● Task:
Continue the biography of Jean-Charles Prince, picking up right after its last sentence.

Canadian Roman Catholic priest (1804–1860)

Jean-Charles Prince (13 February 1804 - 5 May 1860) was a Canadian Roman Catholic priest, teacher, seminary administrator, editor, and Bishop of Saint-Hyacinthe, Lower Canada from 1852 to 1860.

==Life==
Jean-Charles Prince was born 13 February 1804 at Saint-Grégoire (Bécancour), Lower Canada to Jean and Rosalie Bourg Prince. His father was a farmer. He attended the minor Séminaire de Nicolet from 1813 to 1822, when he began his studies for the priesthood. He taught rhetoric and the humanities while still a seminarian. On 23 September 1826 he was ordained. Prince then became secretary to Jean-Jacques Lartigue, an auxiliary bishop of the Diocese of Quebec and vicar general for Montreal. Father Prince was also appointed chaplain of Saint-Jacques Cathedral, Bishop Lartigue's cathedral seat.

In 1831, Prince was made director of the major seminary, the Collège de Saint-Hyacinthe, a position he held until 1840. In addition to his regular duties, Prince also taught theology and served as prefect of studies. He supervised the expansion of the establishment, which took the name of Séminaire de Saint-Hyacinthe in 1833.

Attempting to maintain neutrality during the political unrest at the time was challenging. Following the battles of Saint-Denis and Saint-Charles-sur-Richelieu in 1837, the Séminaire de Saint-Hyacinthe sheltered for a few days 200 soldiers and six officers, while also hiding two Patriote leaders on the run. Prince was obliged to assert on more than one occasion that the institution was entirely neutral.

● Extracted entries:

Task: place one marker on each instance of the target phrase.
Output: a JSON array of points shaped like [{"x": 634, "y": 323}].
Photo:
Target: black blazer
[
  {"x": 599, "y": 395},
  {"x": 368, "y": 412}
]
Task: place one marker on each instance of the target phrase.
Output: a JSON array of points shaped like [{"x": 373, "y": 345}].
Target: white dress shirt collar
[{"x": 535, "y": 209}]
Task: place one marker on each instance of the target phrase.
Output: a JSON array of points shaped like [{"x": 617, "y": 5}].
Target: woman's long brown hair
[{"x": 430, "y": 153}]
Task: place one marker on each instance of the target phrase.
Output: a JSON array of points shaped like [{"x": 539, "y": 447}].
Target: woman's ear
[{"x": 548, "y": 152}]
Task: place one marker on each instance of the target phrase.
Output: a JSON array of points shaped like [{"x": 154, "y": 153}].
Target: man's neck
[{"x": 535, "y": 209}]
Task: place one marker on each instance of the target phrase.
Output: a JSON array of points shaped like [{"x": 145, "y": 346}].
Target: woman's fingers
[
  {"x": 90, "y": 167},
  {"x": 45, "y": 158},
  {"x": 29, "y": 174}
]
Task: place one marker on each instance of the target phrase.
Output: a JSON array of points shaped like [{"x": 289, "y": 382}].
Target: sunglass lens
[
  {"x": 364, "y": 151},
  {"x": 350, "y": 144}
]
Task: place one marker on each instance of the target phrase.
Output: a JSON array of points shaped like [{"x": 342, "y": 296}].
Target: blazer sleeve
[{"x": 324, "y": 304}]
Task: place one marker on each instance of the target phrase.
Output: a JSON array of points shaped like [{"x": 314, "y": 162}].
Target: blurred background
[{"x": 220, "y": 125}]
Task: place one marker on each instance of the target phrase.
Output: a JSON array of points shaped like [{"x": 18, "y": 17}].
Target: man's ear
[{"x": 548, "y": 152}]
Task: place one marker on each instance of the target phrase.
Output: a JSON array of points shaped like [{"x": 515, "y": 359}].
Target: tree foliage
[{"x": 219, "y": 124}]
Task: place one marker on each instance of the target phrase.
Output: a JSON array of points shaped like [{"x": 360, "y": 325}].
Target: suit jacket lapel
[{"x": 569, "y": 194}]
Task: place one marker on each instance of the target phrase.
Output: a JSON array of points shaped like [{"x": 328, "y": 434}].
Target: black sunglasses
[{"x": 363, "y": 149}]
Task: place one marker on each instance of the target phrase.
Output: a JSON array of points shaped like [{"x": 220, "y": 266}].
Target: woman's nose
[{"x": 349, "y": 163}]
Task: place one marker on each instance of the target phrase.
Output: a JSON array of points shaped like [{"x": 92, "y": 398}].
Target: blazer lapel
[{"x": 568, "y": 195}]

● Answer space:
In April 1840 Bishop Lartigue died and was succeeded by his coadjutor Ignace Bourget as Bishop of Montreal. Bishop Bourget brought Prince to Montreal to establish the Mélanges religieux, a Catholic newspaper. Prince remained in charge of the newspaper until November 1843. His other duties included serving as a canon at the cathedral, and as chaplain to the Montreal Asylum for Aged and Infirm Women. He helped to train the novices who were to form the Daughters of Charity, Servants of the Poor, and was chief chaplain to the Congregation of Notre-Dame and the Religious Hospitallers of St Joseph of the Hôtel-Dieu in Montreal. He assisted the foundation of the Sisters of Providence and the Convent of the Good Shepherd. He accompanied a group of Hospitallers to Kingston, Upper Canada, at the request of the bishop there, Rémi Gaulin. Prince left for Kingston on 19 November and stayed a year. As well as helping the sisters get settled, he ministered to the French Canadians of the region and studied English.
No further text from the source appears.